Rally Raid / Cross-Country Rally career
- Years active: 2002–present
- Teams: Team Azimut / Go Fast (GWM)

= Nunzio Daniel Coffaro Zuzzolo =

Venezuelan-Italian rally driver

Nunzio Daniel Coffaro Zuzzolo (born 29 November 1975) is a Venezuelan-Italian rally raid driver specializing in cross-country events. He won the 2013 FIA World Cup for Cross-Country Rallies in the T1.1 class. He has regularly represented Venezuela in major international motorsport events, including the Dakar Rally.

== Early life and education ==
Coffaro was born in Maracay, Venezuela, in 1975, into a family of Italian origin. He completed a degree in Mechanical Engineering at the Universidad de Oriente (Anzoátegui Campus) and subsequently worked in the petroleum industry before transitioning to professional off-road racing.

● DATA BELOW:
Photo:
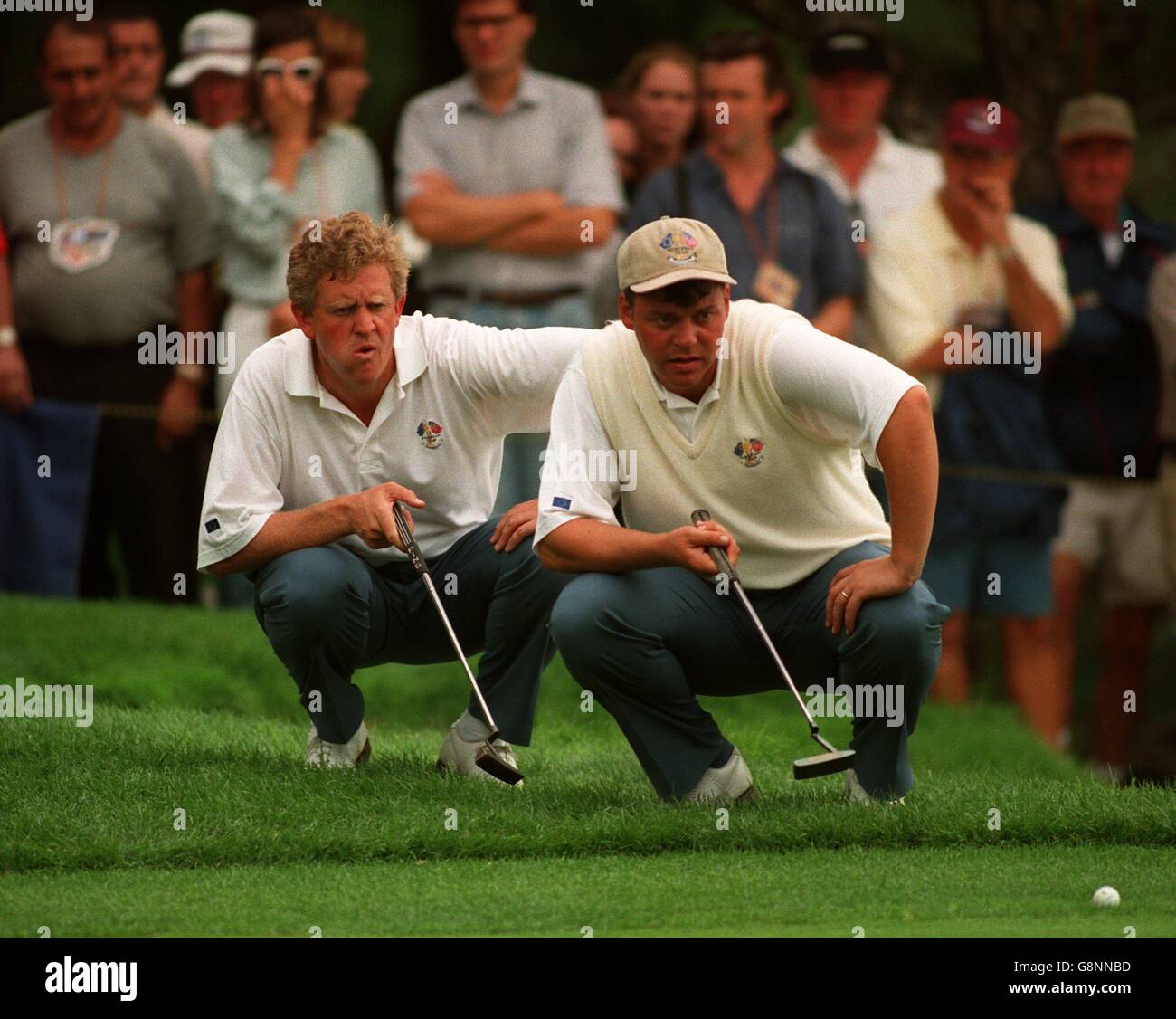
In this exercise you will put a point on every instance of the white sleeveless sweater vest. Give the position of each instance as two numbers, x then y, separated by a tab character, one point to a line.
792	498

● WHAT YOU NEED TO DO:
1. For each statement, say yes or no: does it agree with the profile of rally driver Nunzio Daniel Coffaro Zuzzolo? Back each answer with the deciding words from the profile, quoted exactly. (a) He was born in Caracas. (b) He won the 2013 FIA World Cup for Cross-Country Rallies in the T1.1 class. (c) He worked in the petroleum industry before racing off-road professionally.
2. Carry the profile of rally driver Nunzio Daniel Coffaro Zuzzolo forward from the end of its early life and education section.

● ACTIVITY ANSWERS:
1.
(a) No: "Coffaro was born in Maracay, Venezuela, in 1975"
(b) Yes: "He won the 2013 FIA World Cup for Cross-Country Rallies in the T1.1 class."
(c) Yes: "subsequently worked in the petroleum industry before transitioning to professional off-road racing"

2.
== Career ==
Coffaro began competing in national off-road competitions in Venezuela before progressing to international events. Among his early off-road appearances were the Adventure AWA 4x4, the Outback Challenge in Australia, the Rainforest Challenge in Malaysia, and the Andes Challenge in Ecuador.

=== Dakar Rally and international competition ===
Coffaro is best known for his participation in cross-country rally raids. Driving for Team Azimut, he debuted at the Dakar Rally in 2012, finishing 38th in the general classification. In 2013, he achieved a 20th-place overall finish.

Also in 2013, Coffaro competed in the FIA World Cup for Cross-Country Rallies, securing category results at events including the Baja España Aragón and the Hungarian Baja, securing the T1.1 class title that season. In recognition of this result, he received an award at the 2013 FIA Americas Awards ceremony.

He returned to the Dakar Rally in 2016, finishing 31st in the overall classification. Later that year, he recorded 10th-place finishes at both the Abu Dhabi Desert Challenge and the Silk Way Rally in Russia.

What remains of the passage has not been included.